# What to produce
Write out every entry word for word.
Given information below:
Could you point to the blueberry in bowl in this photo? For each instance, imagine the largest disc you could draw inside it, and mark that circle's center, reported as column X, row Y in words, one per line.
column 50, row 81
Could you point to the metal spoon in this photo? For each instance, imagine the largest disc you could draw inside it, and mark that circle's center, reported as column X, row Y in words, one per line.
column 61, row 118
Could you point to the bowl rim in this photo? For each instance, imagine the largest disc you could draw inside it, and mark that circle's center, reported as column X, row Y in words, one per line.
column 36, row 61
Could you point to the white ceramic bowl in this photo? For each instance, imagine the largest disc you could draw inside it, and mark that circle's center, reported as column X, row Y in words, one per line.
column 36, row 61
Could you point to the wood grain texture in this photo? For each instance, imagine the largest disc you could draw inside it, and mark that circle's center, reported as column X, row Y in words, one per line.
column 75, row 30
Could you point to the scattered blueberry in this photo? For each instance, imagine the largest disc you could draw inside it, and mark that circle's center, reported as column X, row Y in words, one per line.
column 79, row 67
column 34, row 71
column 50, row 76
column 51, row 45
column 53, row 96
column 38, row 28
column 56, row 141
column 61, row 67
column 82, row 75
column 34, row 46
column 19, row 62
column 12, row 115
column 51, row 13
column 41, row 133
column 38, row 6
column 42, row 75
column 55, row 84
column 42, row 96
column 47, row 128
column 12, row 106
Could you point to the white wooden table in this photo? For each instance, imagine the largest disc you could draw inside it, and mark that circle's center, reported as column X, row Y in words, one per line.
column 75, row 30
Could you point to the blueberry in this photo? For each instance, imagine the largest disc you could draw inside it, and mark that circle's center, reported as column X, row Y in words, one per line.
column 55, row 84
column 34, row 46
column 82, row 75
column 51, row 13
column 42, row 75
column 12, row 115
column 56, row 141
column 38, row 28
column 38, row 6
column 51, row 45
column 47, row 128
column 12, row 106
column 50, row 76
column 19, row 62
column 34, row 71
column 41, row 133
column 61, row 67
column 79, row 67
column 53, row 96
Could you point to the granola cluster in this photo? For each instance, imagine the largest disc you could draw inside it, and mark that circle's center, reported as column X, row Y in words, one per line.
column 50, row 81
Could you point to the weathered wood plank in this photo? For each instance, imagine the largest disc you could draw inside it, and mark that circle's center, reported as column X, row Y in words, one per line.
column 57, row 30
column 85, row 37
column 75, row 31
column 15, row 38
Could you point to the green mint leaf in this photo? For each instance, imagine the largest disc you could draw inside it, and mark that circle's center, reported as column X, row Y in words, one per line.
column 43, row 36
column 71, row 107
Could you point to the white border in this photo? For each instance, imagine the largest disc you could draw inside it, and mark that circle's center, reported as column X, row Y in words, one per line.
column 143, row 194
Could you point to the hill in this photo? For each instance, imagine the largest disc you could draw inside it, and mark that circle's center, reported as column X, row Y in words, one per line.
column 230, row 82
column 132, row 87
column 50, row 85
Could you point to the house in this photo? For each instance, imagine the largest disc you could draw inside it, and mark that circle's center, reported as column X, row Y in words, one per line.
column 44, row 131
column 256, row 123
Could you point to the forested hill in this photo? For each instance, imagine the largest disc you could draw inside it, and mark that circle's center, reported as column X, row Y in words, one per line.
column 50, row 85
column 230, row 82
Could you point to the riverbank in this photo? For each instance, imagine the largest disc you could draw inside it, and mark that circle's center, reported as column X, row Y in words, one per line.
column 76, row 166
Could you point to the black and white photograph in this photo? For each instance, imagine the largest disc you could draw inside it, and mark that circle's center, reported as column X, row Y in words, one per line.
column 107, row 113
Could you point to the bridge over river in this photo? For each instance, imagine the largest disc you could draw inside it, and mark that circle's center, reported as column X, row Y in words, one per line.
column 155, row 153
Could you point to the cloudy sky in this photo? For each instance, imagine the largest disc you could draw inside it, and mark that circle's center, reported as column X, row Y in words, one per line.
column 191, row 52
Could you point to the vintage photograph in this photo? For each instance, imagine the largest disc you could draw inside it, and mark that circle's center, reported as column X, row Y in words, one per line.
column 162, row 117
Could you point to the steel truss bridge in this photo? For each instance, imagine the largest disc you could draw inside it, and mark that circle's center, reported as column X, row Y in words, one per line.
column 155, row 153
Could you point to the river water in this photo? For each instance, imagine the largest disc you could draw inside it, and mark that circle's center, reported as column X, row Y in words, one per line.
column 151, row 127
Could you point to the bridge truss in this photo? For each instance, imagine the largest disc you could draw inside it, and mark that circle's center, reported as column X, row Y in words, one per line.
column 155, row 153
End of Given information.
# Expected answer
Could you point to the blueberry in bowl in this photo? For each instance, imagine the largest disc you could draw inside it, and mark that circle's center, reported as column X, row Y in words, one per line.
column 50, row 81
Could you point to the metal spoon in this photo? For each instance, imagine the largest disc you could draw inside it, and mark that circle's center, reported as column X, row Y in words, one per line.
column 61, row 118
Could you point to the bowl rim in this photo? For each instance, imagine the largest disc you could draw inside it, and mark that circle's center, reported as column X, row Y in words, one per line.
column 36, row 61
Could you point to the white ceramic bowl in this photo? For each instance, imagine the largest disc you could draw inside it, and mark that circle's center, reported as column X, row Y in words, one per line.
column 36, row 61
Could you point to the wood grain texture in this photo? For each instance, imagine the largest disc you could draw inside it, and mark that circle's center, reported as column X, row Y in words, one per line.
column 75, row 30
Could you point to the scattered blueberry in this photo? For each instance, imagine the largest disc you could draw inside it, and mark that circle's center, reported as column X, row Y in words, one per line.
column 79, row 67
column 34, row 71
column 50, row 76
column 51, row 45
column 53, row 96
column 38, row 28
column 56, row 141
column 61, row 67
column 82, row 75
column 34, row 46
column 19, row 62
column 12, row 115
column 51, row 13
column 41, row 133
column 38, row 6
column 42, row 75
column 55, row 84
column 42, row 96
column 47, row 128
column 12, row 106
Could you point to the white wooden table in this photo? For each instance, imagine the largest disc you could draw inside it, and mark that circle's center, reported as column X, row Y in words, one per line.
column 75, row 30
Could you point to the blueberry in this photo? For each instance, imagine the largest disc you could draw inside it, and mark that circle's center, reported as column X, row Y in words, one per line.
column 55, row 84
column 34, row 46
column 82, row 75
column 51, row 13
column 42, row 75
column 12, row 115
column 56, row 141
column 38, row 28
column 38, row 6
column 51, row 45
column 47, row 128
column 12, row 106
column 50, row 76
column 19, row 62
column 34, row 71
column 41, row 133
column 61, row 67
column 79, row 67
column 53, row 96
Could you point to the granola cluster in this photo? For each instance, imagine the largest disc you could draw inside it, and mark that circle's center, reported as column X, row Y in words, one per line.
column 50, row 81
Could you point to the weathered wood plank in this photo? For each instance, imagine the largest disc you could draw inside it, and mark that circle's center, reported as column X, row Y in words, one per line.
column 57, row 30
column 85, row 37
column 75, row 31
column 15, row 38
Could you point to the green mint leaf in this photo? For each instance, imagine the largest disc you could draw inside it, and mark that circle's center, reported as column X, row Y in words, one per line.
column 43, row 36
column 71, row 107
Could you point to the white border in this photo? For each instance, imagine the largest disc you could draw inside it, and mark that circle's center, reported as column X, row Y in words, one per line.
column 143, row 194
Could you point to the hill in this photo? For each instance, imagine the largest disc you could draw inside it, and mark that circle's center, reported as column X, row Y in words, one per line.
column 230, row 82
column 132, row 87
column 50, row 85
Could you point to the house in this photo? For each instance, imagine the largest disc you could draw inside it, and mark that circle's center, reported as column X, row Y in words, one per line.
column 44, row 131
column 256, row 123
Could you point to the forested hill in this photo? For each instance, imagine the largest disc you could draw inside it, and mark that circle's center, reported as column X, row Y in words, one per line.
column 50, row 85
column 230, row 82
Could you point to the riverbank in this photo? For each instance, imagine the largest disc you could draw inside it, and mark that circle's center, reported as column X, row Y in words, one per line.
column 76, row 166
Could you point to the black and white photograph in this photo? For each instance, imagine the largest disc you could draw inside it, and mark that circle's center, reported as column X, row Y in words, one per line.
column 107, row 113
Could you point to the bridge over river in this photo? For each instance, imagine the largest disc you could draw inside it, and mark that circle's center, reported as column X, row Y in words, one per line.
column 155, row 153
Could you point to the cloudy sky in this photo? For each instance, imagine the largest disc you could draw inside it, and mark that circle's center, reported as column X, row Y in words, one per line.
column 191, row 52
Could you point to the vintage photograph in this photo? For each instance, imagine the largest disc you could draw inside it, and mark that circle's center, reported as column X, row Y in words, one per line.
column 162, row 117
Could you point to the steel truss bridge in this photo? For each instance, imagine the largest disc you could draw inside it, and mark that circle's center, reported as column X, row Y in words, one per line.
column 155, row 153
Could you point to the river water in this photo? For each instance, imagine the largest disc you could draw inside it, and mark that circle's center, reported as column X, row Y in words, one per line.
column 151, row 127
Could you point to the bridge truss in this photo? For each instance, imagine the largest disc you could draw inside it, and mark that circle's center, reported as column X, row Y in words, one per line.
column 155, row 153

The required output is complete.